## Task brief
Identify each line of the data below that contains the string "pavement", and copy those lines. Matching is case-sensitive.

++++++

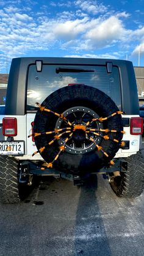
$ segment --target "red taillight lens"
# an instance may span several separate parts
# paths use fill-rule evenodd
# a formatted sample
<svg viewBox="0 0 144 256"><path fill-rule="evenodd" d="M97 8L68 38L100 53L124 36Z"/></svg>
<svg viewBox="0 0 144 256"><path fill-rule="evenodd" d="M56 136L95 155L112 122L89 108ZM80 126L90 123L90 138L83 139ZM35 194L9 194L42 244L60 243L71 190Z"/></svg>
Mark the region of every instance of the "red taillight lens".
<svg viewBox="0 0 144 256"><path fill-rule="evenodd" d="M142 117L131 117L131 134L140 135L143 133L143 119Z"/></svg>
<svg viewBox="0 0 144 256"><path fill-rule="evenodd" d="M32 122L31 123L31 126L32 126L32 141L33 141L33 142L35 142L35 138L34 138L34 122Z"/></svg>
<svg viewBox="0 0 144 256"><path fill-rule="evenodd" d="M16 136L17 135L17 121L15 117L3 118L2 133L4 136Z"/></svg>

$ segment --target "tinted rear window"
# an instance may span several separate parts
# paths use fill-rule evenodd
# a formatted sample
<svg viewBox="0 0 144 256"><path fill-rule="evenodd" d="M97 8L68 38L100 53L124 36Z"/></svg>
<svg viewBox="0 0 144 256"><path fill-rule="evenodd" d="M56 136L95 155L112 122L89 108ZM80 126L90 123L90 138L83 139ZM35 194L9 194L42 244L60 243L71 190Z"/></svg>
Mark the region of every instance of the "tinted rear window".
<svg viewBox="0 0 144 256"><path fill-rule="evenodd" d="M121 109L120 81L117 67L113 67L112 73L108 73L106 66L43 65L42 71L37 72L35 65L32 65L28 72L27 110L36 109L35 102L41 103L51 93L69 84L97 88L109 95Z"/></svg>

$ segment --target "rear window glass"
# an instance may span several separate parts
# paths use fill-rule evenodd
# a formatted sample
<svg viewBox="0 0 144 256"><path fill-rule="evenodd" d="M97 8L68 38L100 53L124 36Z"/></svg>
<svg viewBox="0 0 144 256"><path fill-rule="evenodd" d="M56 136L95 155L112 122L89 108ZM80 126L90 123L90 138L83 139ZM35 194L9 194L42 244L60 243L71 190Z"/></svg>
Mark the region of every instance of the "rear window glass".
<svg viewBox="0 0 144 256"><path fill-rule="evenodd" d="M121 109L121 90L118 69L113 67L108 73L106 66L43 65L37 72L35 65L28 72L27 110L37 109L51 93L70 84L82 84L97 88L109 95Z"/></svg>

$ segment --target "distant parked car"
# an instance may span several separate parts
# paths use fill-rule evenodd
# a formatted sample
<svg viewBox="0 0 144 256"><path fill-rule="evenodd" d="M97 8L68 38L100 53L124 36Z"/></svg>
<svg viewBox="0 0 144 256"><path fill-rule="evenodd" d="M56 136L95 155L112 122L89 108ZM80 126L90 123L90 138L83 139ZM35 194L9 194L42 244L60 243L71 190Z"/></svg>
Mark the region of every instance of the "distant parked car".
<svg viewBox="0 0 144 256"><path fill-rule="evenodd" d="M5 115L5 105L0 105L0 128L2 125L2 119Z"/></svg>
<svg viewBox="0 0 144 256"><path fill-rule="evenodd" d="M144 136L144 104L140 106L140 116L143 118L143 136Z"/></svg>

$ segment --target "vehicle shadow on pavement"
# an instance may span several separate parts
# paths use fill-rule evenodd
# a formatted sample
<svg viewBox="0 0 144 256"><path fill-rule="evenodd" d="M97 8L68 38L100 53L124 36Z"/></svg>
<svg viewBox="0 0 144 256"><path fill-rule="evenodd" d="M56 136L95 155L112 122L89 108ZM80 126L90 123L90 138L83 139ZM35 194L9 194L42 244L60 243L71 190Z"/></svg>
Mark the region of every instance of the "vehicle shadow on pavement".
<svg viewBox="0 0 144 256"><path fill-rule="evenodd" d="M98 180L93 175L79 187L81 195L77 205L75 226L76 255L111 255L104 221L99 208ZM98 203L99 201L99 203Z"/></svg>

++++++

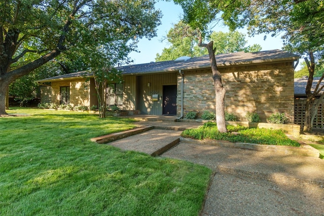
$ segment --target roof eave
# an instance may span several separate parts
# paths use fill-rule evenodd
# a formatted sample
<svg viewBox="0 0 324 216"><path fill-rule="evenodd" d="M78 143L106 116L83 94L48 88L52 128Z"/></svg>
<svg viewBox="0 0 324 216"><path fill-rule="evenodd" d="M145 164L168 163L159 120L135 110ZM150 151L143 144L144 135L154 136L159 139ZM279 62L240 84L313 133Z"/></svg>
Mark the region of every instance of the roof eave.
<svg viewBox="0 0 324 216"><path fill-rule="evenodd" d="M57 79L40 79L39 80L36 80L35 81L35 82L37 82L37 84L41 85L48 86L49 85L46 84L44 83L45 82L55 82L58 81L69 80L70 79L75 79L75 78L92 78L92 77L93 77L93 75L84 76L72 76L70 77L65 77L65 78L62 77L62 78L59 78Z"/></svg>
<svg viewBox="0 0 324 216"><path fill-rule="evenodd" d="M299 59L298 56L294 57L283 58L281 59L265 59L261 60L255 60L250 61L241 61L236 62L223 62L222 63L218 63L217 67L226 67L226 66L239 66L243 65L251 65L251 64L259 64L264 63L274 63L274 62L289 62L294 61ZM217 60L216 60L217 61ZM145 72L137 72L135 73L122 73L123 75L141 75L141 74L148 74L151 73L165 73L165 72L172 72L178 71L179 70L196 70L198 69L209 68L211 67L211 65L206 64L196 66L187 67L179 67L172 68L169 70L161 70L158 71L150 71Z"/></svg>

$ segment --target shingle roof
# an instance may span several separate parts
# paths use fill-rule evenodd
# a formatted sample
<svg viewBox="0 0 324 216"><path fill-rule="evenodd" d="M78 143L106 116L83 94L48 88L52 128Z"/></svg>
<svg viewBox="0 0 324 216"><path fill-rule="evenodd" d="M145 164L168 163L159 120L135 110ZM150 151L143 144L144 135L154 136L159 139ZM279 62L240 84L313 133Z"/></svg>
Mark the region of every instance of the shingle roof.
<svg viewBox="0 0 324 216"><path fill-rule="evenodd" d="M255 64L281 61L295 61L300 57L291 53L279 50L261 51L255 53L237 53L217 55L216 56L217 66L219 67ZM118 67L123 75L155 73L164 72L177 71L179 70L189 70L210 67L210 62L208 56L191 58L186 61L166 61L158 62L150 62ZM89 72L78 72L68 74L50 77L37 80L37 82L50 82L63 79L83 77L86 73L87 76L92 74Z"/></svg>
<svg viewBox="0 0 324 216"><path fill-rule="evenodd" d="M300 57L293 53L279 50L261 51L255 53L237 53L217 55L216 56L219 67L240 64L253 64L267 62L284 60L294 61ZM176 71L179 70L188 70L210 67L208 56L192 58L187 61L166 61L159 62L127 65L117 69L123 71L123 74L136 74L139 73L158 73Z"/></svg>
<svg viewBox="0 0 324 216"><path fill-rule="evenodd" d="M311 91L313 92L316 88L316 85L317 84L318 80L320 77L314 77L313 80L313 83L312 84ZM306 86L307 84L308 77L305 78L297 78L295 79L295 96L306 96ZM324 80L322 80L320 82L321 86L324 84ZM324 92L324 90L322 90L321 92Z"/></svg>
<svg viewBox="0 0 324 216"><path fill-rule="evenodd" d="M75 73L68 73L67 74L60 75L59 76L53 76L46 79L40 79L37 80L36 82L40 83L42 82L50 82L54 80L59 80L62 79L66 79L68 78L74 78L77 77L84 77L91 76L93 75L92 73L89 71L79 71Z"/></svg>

++++++

## Complete answer
$ segment --target "vehicle shadow on pavement"
Mark the region of every instance of the "vehicle shadow on pavement".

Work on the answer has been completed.